TASK TO CARRY OUT: Reproduce the following passage about the Flight of Hope relief program in full, word for word.

EXTRACT:
Jimmy Chen likes to think big and make things happen.
The Flight of Hope program is the result.
When an earthquake leveled large sections of China’s Sichuan province last month, the Puyallup businessman wanted to help. About three weeks later, a Shenzhen Airlines 737-800 carrying thousands of units of medical supplies left Boeing Field in south Seattle.
Another Shenzhen Airlines 737-800 packed with coveralls and face masks took off June 7, and a Shanghai Airlines 737-800 left last week.
This is what the right connections and good will can do.
Flight of Hope is based on a relatively simple idea: Airlines send a crew and other employees to perform a final inspection and fly new planes to their hub. Dozens of seats and most of the cargo areas almost always remain empty on these maiden flights.
If the jet is destined for China, relief supplies can fill the extra spaces. And once it arrives, the airlines use their domestic routes to ferry the goods into Sichuan province.

DATA PROVIDED:
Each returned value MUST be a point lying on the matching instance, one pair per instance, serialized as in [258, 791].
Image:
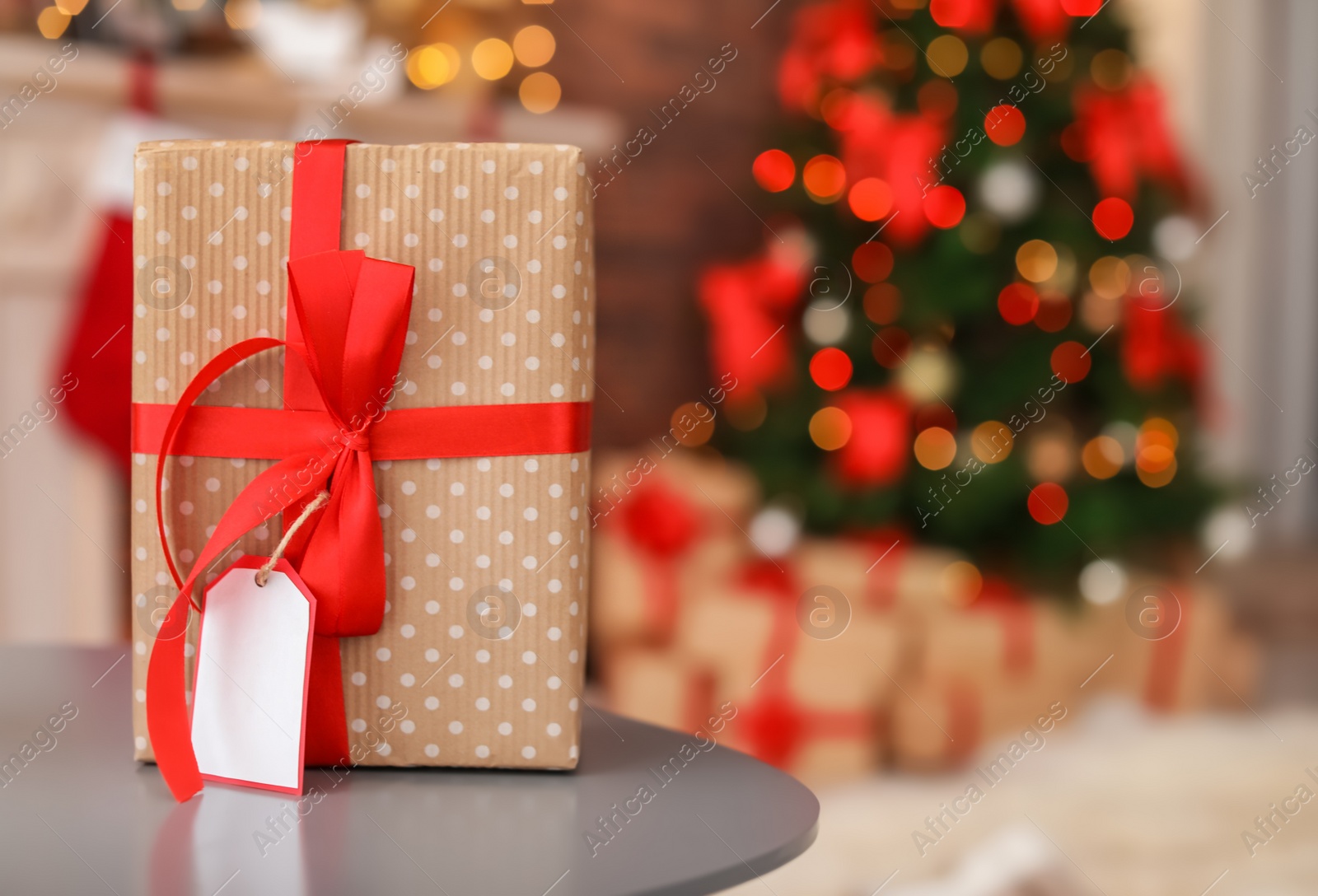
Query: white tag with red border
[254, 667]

* * *

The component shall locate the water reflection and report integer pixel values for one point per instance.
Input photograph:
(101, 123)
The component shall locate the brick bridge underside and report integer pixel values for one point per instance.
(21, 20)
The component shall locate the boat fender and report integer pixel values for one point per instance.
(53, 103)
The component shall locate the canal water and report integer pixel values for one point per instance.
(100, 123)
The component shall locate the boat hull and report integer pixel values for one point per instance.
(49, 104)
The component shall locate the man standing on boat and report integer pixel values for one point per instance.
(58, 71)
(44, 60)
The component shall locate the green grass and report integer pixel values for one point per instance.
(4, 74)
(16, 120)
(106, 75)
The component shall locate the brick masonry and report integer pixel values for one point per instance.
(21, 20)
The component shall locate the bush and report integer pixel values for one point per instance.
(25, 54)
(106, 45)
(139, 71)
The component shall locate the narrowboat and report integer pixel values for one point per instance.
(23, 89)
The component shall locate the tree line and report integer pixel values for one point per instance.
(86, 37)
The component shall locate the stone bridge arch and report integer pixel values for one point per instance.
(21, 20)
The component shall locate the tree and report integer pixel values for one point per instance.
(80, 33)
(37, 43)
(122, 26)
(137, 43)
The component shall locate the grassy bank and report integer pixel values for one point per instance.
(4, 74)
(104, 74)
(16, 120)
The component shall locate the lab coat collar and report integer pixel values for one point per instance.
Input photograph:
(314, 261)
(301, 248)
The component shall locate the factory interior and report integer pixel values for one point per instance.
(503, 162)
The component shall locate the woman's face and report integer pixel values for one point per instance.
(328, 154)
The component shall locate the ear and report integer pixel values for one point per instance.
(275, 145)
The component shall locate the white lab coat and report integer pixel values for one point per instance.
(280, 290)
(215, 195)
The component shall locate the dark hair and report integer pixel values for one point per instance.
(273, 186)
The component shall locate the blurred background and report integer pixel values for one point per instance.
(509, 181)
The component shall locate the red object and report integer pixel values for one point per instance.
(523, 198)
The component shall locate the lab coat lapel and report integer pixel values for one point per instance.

WRITTEN REPLY:
Jimmy Chen likes to think big and make things happen.
The Flight of Hope program is the result.
When an earthquake leveled large sections of China’s Sichuan province last month, the Puyallup businessman wanted to help. About three weeks later, a Shenzhen Airlines 737-800 carrying thousands of units of medical supplies left Boeing Field in south Seattle.
Another Shenzhen Airlines 737-800 packed with coveralls and face masks took off June 7, and a Shanghai Airlines 737-800 left last week.
This is what the right connections and good will can do.
Flight of Hope is based on a relatively simple idea: Airlines send a crew and other employees to perform a final inspection and fly new planes to their hub. Dozens of seats and most of the cargo areas almost always remain empty on these maiden flights.
If the jet is destined for China, relief supplies can fill the extra spaces. And once it arrives, the airlines use their domestic routes to ferry the goods into Sichuan province.